• EXERCISE GOAL: Locate each line of the data below that contains the word "white" and copy those lines out.

• RECORDS FOR THIS TASK:
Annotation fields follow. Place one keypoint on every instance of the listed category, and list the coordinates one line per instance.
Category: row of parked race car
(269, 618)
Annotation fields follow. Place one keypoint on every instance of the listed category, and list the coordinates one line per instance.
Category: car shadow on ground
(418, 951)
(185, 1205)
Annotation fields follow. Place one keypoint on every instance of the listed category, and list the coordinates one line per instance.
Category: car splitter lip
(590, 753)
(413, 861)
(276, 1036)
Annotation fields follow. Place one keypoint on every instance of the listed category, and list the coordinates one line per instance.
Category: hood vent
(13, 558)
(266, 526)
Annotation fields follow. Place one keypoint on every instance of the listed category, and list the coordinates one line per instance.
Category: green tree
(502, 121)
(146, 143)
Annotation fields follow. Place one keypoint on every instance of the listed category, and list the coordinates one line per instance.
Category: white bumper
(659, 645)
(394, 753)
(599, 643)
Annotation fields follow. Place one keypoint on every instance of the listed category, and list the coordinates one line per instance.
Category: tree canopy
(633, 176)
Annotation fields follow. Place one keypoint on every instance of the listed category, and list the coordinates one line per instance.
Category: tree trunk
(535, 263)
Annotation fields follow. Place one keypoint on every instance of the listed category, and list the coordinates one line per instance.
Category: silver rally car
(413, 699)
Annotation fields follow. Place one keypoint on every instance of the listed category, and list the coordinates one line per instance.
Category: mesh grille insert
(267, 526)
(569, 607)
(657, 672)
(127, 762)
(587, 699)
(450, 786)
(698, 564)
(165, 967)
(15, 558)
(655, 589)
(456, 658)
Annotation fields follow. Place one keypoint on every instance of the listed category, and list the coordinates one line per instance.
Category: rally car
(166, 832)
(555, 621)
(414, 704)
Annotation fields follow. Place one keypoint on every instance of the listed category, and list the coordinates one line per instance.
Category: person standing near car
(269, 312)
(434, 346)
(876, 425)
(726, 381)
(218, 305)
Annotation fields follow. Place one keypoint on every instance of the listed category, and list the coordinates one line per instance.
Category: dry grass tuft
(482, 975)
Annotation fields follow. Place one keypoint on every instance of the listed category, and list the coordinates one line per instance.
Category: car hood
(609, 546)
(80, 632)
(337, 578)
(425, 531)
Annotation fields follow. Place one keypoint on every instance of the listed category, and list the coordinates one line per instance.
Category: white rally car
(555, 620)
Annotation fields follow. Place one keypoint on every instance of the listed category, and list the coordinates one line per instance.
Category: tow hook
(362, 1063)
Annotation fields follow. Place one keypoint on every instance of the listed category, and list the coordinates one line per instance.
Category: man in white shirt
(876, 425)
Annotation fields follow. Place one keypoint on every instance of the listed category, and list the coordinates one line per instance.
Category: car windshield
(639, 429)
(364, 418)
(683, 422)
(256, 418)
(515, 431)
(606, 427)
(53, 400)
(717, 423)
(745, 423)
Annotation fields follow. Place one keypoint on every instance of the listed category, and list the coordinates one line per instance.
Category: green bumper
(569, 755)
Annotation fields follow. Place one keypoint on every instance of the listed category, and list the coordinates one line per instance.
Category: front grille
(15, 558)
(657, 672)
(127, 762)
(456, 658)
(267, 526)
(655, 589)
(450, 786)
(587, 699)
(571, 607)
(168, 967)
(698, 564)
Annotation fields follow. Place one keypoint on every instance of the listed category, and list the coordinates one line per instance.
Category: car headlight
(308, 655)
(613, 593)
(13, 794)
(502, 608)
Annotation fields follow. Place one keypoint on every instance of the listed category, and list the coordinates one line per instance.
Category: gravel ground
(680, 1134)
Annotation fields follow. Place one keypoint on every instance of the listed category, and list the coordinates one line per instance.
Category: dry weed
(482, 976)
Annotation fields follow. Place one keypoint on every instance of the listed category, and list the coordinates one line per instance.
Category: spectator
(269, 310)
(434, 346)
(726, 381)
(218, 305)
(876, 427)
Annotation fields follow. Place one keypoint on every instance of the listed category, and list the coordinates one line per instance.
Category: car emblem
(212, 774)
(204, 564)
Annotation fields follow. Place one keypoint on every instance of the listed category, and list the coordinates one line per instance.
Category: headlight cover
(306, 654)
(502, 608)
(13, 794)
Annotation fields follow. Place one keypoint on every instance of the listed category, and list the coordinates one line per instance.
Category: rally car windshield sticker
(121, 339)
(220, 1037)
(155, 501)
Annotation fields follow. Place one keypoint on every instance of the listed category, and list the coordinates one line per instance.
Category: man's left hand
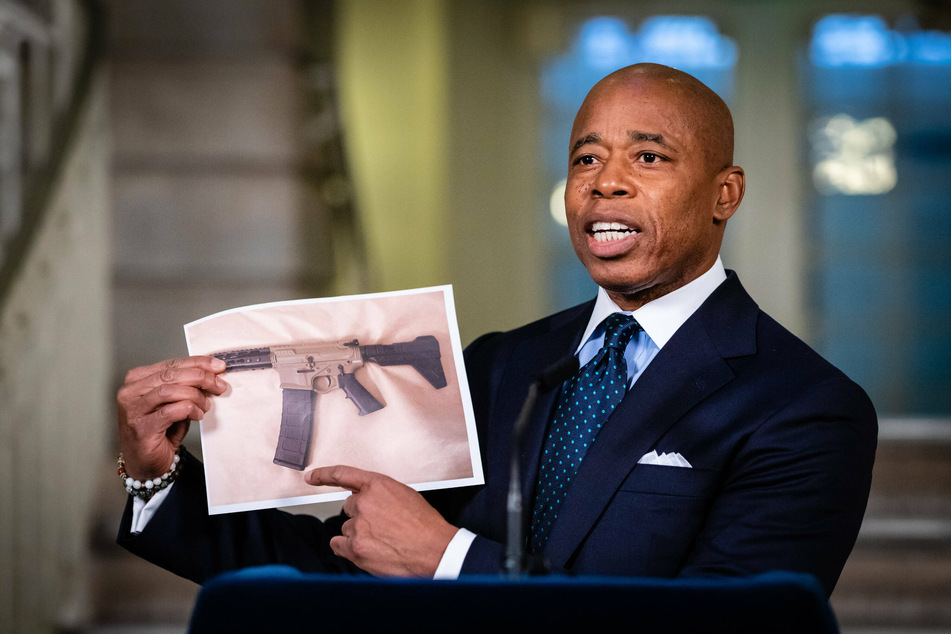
(392, 530)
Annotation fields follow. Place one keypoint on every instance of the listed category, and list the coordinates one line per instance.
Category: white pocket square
(665, 460)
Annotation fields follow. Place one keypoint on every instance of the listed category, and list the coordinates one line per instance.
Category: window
(877, 99)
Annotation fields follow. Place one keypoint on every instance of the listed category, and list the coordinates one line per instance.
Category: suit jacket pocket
(662, 480)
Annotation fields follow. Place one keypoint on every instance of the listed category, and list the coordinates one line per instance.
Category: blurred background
(161, 160)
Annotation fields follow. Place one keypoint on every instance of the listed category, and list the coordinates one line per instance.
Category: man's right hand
(156, 405)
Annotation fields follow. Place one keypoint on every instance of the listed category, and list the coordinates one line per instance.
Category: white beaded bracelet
(146, 489)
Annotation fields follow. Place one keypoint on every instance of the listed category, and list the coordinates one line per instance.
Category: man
(735, 449)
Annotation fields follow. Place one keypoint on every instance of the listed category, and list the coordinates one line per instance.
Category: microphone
(552, 377)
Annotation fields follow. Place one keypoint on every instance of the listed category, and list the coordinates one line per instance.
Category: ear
(731, 184)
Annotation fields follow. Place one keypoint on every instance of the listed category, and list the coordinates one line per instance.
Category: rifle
(308, 369)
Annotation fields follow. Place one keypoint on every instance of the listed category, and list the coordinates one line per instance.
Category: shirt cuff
(451, 563)
(143, 511)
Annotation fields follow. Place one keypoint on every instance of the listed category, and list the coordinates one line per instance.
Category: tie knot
(619, 329)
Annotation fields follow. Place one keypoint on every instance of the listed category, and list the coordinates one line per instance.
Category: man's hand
(392, 530)
(155, 407)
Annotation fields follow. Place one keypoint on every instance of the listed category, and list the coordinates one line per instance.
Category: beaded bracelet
(148, 488)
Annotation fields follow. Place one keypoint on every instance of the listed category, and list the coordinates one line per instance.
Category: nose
(613, 180)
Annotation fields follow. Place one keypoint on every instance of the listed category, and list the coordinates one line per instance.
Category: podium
(280, 598)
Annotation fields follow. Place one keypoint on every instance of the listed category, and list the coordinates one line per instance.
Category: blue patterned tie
(587, 400)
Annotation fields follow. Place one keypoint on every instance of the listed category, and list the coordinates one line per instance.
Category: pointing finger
(340, 476)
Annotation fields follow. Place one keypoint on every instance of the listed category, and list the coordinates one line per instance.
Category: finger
(172, 375)
(201, 362)
(169, 393)
(340, 476)
(155, 424)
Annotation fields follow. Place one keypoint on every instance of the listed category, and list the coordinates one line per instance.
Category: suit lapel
(688, 369)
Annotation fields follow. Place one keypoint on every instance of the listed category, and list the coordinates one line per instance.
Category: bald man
(735, 449)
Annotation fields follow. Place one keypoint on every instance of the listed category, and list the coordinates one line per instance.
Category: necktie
(587, 400)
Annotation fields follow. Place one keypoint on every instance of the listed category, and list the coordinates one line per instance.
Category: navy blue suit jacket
(781, 444)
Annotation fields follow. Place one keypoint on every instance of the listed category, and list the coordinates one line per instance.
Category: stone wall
(55, 372)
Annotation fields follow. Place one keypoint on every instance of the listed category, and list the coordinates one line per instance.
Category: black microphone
(552, 377)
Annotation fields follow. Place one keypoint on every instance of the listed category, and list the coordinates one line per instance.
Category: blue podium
(279, 598)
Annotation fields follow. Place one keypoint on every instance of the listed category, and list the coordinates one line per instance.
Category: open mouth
(610, 231)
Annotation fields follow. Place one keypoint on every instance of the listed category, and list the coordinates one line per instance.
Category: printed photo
(370, 381)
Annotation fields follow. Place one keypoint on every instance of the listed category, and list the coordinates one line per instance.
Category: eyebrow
(638, 136)
(635, 135)
(594, 137)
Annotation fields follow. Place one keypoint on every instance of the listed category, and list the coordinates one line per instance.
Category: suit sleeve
(184, 539)
(796, 493)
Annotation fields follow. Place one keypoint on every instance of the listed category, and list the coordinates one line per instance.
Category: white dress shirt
(659, 320)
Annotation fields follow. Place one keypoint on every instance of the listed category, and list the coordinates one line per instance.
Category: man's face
(641, 197)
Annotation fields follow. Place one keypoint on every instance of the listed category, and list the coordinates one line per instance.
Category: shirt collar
(662, 317)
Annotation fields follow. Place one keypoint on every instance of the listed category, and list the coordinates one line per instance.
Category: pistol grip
(366, 403)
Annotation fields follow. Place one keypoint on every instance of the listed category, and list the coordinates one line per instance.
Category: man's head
(651, 181)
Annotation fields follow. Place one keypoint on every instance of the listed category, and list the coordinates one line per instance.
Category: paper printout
(421, 435)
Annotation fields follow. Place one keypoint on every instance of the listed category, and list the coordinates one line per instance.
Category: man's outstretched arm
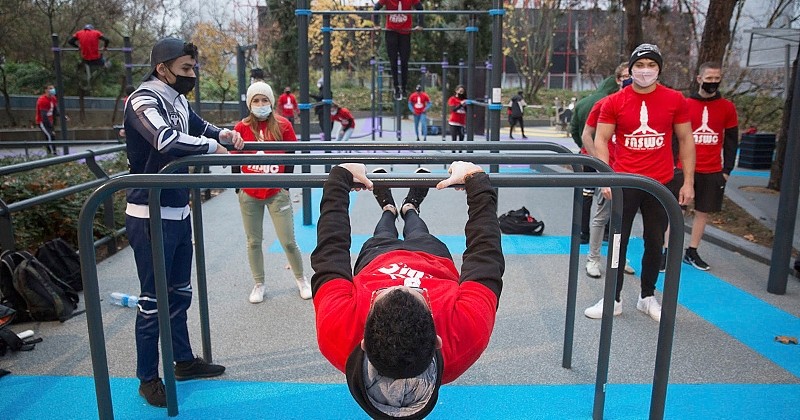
(331, 258)
(483, 259)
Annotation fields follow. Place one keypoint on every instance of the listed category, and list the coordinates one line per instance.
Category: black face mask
(183, 84)
(710, 88)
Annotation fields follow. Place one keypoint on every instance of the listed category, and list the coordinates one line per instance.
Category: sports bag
(520, 222)
(62, 260)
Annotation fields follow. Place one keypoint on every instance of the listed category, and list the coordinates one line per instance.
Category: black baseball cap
(168, 49)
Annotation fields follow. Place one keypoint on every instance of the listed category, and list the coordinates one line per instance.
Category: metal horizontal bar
(43, 163)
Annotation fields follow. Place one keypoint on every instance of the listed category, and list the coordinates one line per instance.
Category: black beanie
(650, 51)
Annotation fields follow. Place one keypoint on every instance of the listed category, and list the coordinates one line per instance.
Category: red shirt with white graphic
(288, 105)
(287, 134)
(463, 314)
(459, 115)
(400, 22)
(419, 101)
(345, 118)
(46, 103)
(89, 43)
(644, 125)
(710, 119)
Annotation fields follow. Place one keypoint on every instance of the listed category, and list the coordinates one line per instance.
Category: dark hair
(399, 337)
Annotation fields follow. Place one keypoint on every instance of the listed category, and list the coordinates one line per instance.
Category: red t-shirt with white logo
(419, 101)
(287, 134)
(644, 125)
(89, 43)
(710, 119)
(287, 104)
(399, 22)
(48, 104)
(459, 116)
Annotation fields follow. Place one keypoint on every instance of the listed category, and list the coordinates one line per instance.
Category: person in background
(87, 41)
(160, 127)
(403, 321)
(343, 116)
(516, 109)
(643, 119)
(458, 113)
(264, 125)
(287, 103)
(398, 39)
(715, 128)
(419, 103)
(46, 111)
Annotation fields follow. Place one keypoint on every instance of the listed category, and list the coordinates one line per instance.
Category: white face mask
(261, 112)
(645, 77)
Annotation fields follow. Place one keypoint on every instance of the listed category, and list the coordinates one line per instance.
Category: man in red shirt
(288, 104)
(715, 128)
(345, 118)
(419, 102)
(643, 118)
(403, 321)
(398, 39)
(46, 111)
(88, 41)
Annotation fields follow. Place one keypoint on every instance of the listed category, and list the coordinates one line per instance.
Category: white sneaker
(650, 306)
(304, 286)
(596, 311)
(593, 269)
(257, 295)
(628, 269)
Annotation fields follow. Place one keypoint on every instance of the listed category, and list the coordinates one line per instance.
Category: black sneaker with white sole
(417, 195)
(197, 368)
(693, 258)
(383, 195)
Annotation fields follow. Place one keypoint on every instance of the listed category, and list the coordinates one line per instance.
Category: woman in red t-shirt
(398, 39)
(264, 125)
(458, 113)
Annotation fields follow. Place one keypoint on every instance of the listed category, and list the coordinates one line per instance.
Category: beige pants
(280, 210)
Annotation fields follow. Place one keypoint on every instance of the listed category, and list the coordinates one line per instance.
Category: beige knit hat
(260, 88)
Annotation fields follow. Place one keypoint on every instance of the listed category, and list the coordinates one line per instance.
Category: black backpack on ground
(63, 261)
(520, 222)
(45, 296)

• WRITTEN RESPONSE:
Category: white bumper
Category: white rally car
Category: man in white shirt
Category: white pocket square
Category: white beaded bracelet
Category: white dress shirt
Category: red shirt with white graphic
Category: red t-shirt with white logo
Category: white face mask
Category: white sneaker
Category: black sneaker with white sole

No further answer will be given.